[Stored records]
++++++++++++++++++++
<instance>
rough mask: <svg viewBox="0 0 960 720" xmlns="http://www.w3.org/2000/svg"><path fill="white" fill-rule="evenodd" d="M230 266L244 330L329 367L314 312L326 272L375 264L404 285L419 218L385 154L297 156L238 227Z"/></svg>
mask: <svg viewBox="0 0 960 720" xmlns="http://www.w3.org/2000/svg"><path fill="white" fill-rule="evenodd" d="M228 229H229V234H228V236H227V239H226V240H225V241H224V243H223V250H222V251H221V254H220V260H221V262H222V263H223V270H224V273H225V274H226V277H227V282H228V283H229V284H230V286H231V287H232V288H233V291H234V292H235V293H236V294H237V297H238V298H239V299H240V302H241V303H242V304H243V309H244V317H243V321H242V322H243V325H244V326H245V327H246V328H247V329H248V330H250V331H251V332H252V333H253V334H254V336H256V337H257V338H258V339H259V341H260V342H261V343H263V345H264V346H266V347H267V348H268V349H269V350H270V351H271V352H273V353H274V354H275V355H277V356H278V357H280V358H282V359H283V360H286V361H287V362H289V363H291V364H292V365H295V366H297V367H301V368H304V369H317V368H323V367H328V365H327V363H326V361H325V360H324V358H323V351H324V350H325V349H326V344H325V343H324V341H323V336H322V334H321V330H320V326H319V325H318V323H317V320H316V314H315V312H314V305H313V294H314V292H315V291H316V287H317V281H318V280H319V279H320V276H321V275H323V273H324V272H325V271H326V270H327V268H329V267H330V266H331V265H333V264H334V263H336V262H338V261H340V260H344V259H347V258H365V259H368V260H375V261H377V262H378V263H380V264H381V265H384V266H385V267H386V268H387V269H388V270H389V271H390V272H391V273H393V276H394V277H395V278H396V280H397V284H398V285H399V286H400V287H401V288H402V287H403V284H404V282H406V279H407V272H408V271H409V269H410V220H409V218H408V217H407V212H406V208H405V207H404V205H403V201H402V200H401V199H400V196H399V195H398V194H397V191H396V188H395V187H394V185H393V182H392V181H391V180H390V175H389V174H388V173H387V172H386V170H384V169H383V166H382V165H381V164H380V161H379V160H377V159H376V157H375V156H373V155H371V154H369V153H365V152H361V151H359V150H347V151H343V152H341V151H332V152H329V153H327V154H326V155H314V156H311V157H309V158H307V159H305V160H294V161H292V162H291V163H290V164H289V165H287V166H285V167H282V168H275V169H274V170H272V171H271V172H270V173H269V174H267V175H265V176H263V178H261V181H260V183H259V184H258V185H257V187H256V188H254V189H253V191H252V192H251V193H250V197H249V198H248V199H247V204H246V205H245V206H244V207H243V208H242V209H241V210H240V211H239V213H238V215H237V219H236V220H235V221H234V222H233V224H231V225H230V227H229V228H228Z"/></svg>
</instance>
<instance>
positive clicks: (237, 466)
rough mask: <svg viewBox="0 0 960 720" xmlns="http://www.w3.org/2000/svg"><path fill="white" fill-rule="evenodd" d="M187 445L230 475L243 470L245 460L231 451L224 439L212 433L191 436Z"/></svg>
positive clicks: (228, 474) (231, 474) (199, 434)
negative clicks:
++++++++++++++++++++
Assignment: Every line above that contains the word "positive" should be reported.

Result of this task:
positive clicks: (237, 466)
positive clicks: (228, 474) (231, 474) (199, 434)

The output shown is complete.